# [Task brief]
Copy out each line in the rows below that contains the word "rough". Only lines that match its case count.

# [Input material]
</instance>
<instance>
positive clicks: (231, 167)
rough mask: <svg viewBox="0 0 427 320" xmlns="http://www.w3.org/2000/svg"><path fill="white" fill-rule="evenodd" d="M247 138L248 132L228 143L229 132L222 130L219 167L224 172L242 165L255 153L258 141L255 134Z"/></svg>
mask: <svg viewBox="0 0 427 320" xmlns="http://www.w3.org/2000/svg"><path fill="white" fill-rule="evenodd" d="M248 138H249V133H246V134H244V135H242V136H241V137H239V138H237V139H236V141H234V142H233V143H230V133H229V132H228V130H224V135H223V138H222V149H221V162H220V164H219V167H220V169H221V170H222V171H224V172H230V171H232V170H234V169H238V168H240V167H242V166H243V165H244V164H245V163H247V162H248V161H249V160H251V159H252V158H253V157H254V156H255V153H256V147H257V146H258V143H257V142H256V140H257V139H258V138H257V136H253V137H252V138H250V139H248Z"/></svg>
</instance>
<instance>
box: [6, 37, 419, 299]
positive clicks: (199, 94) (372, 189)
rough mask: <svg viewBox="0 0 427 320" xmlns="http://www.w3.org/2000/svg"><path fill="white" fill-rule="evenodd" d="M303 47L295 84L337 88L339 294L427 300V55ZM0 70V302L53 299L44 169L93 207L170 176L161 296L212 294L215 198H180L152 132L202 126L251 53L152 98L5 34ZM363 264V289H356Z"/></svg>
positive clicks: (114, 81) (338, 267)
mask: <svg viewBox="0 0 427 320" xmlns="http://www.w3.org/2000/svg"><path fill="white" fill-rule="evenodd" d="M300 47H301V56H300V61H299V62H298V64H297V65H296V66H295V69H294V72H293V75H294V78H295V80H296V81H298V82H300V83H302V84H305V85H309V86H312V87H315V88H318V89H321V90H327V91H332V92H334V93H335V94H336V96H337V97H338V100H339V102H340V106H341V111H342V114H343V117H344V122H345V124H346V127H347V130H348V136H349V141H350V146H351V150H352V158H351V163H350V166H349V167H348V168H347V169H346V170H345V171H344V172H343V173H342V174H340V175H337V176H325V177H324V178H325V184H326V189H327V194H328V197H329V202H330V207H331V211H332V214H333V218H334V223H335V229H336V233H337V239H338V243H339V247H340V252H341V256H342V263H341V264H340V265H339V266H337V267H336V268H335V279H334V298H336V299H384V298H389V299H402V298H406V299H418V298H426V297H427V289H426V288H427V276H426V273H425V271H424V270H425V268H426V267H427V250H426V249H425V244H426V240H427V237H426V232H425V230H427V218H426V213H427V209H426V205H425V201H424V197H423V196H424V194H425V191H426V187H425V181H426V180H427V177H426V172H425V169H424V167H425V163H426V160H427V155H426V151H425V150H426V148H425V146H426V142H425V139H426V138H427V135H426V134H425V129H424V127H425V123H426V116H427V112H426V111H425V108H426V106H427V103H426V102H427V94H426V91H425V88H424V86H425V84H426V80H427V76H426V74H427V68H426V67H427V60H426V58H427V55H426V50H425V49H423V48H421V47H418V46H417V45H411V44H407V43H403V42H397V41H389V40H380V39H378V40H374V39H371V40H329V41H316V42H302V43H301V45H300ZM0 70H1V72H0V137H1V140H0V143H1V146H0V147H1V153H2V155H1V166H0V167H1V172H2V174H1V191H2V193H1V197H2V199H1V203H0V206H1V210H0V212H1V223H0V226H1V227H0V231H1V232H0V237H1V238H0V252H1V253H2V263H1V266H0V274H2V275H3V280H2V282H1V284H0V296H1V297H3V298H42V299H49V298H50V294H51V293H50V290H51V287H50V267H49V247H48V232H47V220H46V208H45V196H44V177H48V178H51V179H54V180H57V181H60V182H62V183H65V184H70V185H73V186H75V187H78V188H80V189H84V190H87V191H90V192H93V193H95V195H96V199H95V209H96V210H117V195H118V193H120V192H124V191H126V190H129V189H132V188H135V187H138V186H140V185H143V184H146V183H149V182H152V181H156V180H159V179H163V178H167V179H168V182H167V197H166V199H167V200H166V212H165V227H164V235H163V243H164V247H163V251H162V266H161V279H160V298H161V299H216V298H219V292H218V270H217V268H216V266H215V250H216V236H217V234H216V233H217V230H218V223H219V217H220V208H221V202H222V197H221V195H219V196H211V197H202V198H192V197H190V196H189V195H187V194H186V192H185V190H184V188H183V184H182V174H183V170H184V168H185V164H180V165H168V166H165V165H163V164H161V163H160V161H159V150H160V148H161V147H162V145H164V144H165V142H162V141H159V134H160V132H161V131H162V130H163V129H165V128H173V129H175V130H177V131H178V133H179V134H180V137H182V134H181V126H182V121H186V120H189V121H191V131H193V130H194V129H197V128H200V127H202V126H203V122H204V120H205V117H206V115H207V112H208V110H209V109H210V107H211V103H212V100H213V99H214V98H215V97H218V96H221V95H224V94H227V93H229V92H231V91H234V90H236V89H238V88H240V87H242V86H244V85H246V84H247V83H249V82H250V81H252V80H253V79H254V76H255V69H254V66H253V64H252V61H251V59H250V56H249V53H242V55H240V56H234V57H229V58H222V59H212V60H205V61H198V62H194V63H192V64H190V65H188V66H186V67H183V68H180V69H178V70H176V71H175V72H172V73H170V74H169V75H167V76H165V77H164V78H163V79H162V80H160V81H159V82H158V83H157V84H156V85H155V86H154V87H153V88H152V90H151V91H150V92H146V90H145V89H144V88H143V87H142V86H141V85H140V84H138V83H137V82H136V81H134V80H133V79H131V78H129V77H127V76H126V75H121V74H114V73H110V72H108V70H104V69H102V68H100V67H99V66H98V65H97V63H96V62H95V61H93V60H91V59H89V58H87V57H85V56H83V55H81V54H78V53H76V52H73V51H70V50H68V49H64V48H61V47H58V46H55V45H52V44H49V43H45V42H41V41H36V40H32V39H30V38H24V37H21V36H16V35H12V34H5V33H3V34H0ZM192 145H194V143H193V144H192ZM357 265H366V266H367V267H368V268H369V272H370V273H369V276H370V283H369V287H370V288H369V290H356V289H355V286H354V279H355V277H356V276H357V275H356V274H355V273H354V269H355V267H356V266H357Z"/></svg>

# [Result]
rough mask: <svg viewBox="0 0 427 320" xmlns="http://www.w3.org/2000/svg"><path fill="white" fill-rule="evenodd" d="M247 138L248 132L228 143L229 132L222 130L219 167L224 172L242 165L255 153L258 141L255 134Z"/></svg>
rough mask: <svg viewBox="0 0 427 320" xmlns="http://www.w3.org/2000/svg"><path fill="white" fill-rule="evenodd" d="M303 47L295 84L337 88L339 294L427 300V55ZM0 70V302L53 299L44 169L93 207L170 176L161 296L212 294L215 198H180L152 132L202 126L251 53L152 98L5 34ZM363 264V289H356Z"/></svg>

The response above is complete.